Image-grounded pointing data:
=== Section Start ===

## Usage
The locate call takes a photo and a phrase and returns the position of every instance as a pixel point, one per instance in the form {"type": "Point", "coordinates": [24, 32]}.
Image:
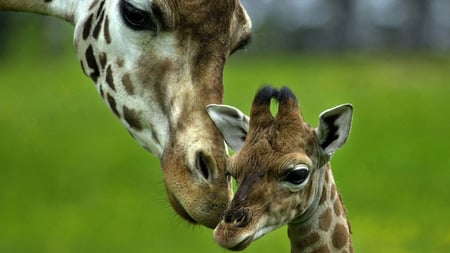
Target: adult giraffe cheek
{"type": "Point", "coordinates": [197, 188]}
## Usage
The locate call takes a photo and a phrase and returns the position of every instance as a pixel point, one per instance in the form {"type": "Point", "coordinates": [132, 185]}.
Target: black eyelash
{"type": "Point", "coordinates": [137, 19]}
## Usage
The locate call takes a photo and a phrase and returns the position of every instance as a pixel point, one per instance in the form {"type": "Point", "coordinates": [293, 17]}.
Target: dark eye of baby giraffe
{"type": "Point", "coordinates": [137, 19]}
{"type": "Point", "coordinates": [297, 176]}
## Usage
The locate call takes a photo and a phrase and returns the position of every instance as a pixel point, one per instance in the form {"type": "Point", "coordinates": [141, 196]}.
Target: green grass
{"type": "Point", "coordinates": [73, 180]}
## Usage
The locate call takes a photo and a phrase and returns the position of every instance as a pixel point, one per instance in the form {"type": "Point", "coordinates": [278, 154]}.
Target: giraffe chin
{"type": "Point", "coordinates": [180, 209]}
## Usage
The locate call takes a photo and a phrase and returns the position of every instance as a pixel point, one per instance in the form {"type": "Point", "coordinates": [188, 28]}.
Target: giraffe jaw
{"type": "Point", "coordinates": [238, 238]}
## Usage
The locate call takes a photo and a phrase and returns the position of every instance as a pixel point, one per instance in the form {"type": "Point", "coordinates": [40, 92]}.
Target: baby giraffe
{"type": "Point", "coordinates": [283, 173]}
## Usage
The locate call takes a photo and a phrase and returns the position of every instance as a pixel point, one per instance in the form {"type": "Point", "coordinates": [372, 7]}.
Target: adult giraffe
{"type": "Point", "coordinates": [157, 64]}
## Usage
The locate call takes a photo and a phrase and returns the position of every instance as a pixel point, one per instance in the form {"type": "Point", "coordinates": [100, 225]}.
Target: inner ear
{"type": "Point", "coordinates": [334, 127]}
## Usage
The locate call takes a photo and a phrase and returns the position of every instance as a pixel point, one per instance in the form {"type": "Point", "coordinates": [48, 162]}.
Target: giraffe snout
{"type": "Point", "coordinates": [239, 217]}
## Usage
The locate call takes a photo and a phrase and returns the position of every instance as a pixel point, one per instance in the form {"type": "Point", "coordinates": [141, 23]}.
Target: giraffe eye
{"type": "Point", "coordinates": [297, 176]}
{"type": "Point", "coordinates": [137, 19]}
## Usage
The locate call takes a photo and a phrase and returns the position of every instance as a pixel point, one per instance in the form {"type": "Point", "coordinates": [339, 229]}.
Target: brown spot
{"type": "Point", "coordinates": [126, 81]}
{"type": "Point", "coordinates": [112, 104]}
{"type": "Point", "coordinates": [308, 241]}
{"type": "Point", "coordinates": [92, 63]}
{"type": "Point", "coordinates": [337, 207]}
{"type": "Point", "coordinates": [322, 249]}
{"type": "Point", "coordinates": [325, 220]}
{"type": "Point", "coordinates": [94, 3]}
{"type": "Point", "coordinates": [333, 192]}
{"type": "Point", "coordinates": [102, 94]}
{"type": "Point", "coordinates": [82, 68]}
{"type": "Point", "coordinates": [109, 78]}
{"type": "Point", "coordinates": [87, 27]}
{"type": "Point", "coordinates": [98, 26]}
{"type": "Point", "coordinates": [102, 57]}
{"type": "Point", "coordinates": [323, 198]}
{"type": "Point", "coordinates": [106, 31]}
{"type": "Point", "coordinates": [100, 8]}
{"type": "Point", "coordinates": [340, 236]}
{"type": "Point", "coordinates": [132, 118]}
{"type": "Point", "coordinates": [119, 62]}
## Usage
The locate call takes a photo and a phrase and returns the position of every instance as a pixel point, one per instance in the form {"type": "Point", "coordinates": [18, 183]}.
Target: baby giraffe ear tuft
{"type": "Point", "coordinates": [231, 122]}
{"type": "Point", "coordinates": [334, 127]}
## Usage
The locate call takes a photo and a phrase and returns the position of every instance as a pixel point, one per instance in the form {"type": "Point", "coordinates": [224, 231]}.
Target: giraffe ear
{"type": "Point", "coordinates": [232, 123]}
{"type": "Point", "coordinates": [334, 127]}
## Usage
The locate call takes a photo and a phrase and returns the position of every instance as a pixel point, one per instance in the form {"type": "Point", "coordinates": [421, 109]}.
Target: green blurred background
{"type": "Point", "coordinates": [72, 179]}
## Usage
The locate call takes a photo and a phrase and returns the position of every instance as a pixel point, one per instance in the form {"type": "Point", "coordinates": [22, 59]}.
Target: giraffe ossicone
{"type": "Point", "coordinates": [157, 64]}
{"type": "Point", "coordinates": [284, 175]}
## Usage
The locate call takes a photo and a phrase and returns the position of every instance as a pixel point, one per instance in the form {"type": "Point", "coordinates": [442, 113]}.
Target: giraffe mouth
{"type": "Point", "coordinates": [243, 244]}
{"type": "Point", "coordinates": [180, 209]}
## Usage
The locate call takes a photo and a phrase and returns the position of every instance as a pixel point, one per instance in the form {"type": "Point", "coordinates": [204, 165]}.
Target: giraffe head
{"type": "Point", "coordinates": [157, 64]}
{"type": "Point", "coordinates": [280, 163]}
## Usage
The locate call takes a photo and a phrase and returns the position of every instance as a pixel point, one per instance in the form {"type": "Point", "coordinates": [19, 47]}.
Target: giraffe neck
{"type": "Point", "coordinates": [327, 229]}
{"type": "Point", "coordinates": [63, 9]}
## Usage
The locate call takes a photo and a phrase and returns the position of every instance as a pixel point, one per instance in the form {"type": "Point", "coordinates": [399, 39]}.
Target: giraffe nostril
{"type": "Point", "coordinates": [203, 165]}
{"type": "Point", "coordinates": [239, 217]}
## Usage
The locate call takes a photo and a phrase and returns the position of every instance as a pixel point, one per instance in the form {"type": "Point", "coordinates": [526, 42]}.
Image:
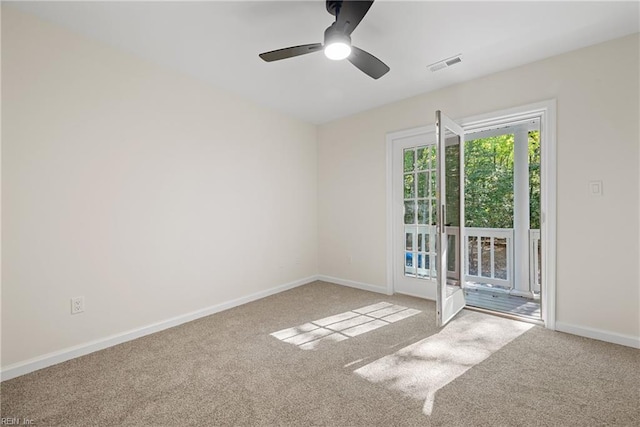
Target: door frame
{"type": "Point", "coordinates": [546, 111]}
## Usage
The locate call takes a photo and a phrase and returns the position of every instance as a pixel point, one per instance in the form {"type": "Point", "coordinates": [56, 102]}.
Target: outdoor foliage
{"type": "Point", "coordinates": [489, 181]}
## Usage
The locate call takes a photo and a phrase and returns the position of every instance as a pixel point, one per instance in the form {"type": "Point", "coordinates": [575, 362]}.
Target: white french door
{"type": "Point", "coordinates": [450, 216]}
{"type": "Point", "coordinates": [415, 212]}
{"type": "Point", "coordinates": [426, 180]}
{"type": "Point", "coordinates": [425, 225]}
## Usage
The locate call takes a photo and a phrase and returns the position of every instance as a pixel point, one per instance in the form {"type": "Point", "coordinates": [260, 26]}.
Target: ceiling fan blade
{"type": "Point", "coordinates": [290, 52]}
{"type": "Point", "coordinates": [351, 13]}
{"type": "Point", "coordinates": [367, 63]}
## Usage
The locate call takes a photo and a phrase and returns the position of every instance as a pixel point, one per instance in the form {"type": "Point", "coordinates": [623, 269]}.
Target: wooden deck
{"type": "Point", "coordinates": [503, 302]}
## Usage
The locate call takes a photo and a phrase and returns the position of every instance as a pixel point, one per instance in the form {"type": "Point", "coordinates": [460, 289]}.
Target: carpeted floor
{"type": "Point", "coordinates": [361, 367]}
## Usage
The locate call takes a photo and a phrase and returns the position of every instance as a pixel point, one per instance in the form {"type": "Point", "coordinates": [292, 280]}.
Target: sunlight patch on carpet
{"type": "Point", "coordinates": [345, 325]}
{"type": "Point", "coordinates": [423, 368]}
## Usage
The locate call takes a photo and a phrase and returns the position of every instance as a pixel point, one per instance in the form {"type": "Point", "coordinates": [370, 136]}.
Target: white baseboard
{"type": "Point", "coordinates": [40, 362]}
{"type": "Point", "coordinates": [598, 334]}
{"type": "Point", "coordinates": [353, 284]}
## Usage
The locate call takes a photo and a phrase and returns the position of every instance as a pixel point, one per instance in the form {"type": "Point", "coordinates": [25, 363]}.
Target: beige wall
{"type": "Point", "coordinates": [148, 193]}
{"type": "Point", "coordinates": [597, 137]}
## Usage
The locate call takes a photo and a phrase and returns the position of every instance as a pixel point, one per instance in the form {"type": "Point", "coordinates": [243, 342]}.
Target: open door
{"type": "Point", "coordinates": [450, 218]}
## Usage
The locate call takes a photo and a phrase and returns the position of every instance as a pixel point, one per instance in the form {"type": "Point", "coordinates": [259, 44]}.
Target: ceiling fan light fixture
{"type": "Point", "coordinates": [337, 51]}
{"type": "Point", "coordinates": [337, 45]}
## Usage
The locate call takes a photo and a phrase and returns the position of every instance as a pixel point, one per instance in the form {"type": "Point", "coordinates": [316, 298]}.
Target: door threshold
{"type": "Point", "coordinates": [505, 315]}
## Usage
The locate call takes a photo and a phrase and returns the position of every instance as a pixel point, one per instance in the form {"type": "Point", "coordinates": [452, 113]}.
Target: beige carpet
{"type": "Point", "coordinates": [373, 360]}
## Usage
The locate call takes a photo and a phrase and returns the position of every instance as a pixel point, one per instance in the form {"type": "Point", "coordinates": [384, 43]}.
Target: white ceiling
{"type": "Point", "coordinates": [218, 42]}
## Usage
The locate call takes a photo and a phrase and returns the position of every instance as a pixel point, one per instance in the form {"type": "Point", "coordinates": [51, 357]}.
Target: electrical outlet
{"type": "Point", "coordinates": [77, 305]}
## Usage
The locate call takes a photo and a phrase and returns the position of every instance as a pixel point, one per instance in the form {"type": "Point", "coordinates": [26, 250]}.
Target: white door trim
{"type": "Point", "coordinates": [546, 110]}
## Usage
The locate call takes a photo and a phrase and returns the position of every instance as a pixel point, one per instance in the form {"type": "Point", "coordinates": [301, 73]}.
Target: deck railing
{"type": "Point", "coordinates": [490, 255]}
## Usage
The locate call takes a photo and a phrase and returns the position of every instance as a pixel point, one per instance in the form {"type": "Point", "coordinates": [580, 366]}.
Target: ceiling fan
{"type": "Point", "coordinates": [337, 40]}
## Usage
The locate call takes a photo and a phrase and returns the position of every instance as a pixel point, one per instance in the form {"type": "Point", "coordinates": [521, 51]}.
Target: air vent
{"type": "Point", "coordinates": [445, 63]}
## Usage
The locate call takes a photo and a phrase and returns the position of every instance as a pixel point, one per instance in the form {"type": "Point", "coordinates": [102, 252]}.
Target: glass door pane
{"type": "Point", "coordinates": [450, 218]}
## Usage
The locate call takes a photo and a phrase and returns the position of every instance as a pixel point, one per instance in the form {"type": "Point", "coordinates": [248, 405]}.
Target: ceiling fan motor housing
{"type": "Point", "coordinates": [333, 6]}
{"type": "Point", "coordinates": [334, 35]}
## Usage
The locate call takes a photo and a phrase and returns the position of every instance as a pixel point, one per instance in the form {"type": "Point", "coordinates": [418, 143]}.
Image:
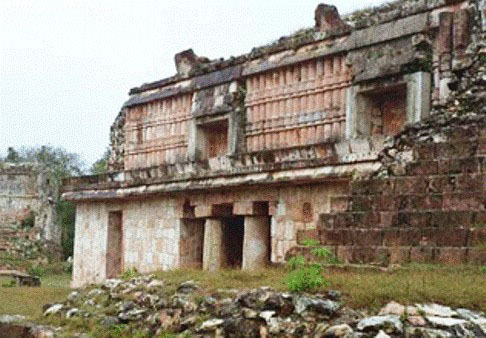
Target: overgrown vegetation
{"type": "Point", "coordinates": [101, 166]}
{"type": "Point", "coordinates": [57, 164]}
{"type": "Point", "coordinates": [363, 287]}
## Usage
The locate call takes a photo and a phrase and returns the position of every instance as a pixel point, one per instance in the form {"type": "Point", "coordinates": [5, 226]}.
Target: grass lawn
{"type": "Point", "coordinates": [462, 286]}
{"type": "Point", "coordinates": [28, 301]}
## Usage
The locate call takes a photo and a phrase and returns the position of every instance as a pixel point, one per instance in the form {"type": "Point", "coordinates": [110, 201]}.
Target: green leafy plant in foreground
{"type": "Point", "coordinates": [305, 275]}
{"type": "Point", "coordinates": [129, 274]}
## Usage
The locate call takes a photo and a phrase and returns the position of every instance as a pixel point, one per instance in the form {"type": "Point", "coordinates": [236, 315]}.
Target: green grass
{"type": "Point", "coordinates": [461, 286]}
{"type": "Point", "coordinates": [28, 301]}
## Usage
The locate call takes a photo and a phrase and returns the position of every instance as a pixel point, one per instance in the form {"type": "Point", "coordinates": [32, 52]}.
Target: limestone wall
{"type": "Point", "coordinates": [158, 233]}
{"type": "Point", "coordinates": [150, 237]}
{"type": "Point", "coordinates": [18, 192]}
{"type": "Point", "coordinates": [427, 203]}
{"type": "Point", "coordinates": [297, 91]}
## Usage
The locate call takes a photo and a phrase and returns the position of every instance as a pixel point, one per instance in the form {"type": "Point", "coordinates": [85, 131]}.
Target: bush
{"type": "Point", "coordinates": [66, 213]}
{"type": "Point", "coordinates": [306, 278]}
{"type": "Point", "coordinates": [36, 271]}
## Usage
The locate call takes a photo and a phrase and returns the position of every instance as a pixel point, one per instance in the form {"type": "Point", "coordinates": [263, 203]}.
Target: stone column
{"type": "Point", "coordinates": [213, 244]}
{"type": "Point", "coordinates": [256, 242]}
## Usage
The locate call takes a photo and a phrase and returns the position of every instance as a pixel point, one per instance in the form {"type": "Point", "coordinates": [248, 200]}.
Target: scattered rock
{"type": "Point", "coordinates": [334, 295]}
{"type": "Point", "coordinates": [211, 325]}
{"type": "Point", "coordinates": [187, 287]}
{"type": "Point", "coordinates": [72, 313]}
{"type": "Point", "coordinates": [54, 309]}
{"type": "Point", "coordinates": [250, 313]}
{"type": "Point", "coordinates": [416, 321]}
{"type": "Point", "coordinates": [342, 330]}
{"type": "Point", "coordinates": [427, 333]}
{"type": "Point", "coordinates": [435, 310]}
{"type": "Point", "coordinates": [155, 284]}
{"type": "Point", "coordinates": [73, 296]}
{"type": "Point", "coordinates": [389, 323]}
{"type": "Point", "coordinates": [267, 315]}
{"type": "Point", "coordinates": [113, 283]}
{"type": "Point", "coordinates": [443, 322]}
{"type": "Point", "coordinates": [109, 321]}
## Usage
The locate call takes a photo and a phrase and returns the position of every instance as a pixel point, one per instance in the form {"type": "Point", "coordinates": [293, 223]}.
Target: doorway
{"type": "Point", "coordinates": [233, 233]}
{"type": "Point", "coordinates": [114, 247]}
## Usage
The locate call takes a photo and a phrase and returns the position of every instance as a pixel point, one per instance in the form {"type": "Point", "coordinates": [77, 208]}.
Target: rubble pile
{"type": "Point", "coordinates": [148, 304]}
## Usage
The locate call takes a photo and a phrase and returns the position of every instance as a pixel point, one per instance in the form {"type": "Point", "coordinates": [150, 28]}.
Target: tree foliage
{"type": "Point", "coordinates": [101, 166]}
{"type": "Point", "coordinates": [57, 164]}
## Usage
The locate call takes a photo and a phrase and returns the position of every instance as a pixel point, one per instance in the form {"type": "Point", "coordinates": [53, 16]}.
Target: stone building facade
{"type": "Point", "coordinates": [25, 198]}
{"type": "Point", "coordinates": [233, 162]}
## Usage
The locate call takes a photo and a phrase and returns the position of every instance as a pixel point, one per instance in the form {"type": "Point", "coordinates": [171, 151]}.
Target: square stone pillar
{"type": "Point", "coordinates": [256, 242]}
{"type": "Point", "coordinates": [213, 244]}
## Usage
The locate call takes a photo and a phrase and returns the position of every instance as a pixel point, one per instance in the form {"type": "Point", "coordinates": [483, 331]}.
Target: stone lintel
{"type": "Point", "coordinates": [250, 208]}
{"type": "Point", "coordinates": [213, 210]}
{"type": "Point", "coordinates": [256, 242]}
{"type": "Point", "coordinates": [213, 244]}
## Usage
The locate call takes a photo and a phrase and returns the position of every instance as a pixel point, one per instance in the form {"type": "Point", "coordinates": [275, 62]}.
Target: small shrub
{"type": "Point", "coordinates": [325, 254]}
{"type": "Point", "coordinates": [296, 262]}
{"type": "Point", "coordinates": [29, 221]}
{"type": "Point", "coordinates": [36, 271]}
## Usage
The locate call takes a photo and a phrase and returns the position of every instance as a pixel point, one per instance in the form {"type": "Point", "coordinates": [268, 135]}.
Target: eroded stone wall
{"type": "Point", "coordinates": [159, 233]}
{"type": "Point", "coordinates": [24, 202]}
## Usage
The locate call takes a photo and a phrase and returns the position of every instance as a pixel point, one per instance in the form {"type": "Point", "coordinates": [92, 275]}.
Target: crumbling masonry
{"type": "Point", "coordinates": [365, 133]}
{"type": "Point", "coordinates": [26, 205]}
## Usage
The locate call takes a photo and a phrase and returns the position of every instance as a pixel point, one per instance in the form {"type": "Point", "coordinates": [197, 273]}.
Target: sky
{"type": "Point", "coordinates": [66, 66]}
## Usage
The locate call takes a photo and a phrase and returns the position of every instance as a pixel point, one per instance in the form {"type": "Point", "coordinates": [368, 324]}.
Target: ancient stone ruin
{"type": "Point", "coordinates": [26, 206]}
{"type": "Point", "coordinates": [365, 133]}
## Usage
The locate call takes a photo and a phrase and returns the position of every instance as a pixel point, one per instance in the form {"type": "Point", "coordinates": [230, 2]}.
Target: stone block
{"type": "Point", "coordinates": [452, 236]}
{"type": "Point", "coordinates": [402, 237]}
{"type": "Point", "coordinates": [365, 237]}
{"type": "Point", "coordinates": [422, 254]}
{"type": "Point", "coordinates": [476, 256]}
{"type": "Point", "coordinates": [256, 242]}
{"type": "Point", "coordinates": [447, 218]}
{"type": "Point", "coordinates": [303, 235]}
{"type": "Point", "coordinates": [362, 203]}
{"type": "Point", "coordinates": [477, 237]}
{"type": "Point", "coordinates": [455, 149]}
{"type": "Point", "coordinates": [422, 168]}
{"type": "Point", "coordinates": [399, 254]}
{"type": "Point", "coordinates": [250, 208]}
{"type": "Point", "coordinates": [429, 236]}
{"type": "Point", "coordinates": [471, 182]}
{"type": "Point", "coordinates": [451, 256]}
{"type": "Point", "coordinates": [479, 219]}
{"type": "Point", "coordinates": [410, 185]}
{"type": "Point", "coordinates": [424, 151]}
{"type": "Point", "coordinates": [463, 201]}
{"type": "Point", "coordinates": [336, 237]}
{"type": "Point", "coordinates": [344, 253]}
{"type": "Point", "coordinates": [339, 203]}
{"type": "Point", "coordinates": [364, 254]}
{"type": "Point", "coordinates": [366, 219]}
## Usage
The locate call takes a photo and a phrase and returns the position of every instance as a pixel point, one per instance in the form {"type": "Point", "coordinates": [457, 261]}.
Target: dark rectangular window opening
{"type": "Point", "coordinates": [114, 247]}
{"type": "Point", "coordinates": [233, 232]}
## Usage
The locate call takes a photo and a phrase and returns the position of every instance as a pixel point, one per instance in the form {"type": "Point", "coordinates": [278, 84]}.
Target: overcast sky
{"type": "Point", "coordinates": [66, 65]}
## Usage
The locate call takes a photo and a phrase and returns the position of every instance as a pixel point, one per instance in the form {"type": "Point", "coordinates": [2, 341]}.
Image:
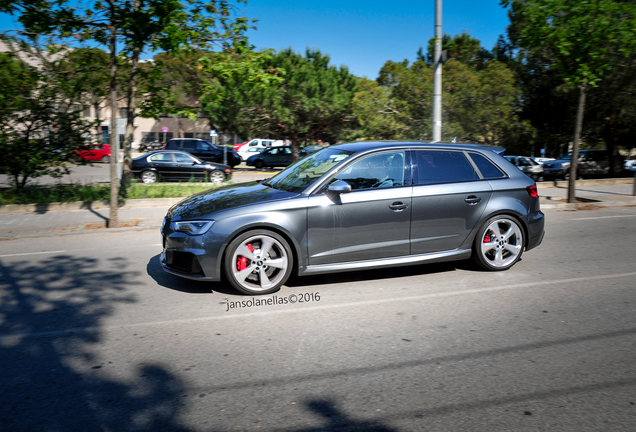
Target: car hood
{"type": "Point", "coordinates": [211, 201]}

=== Section End ===

**Task requirements**. Give back the lines from the one containing "Target: dark rectangular window opening" through the last line of the records above exactly as they appear, both included, and no pictures.

**The completed task**.
Target: dark rectangular window opening
{"type": "Point", "coordinates": [114, 247]}
{"type": "Point", "coordinates": [233, 232]}
## Usage
The locate call takes a photo and a phrase and returns the position of every instance as a pixel point, one per instance in the form {"type": "Point", "coordinates": [278, 84]}.
Target: overcast sky
{"type": "Point", "coordinates": [66, 65]}
## Usage
The locate call takes a photo and a phrase and returns the position of every instance as a pixel point, one per instance in the form {"type": "Point", "coordinates": [2, 341]}.
Image:
Target: car hood
{"type": "Point", "coordinates": [211, 201]}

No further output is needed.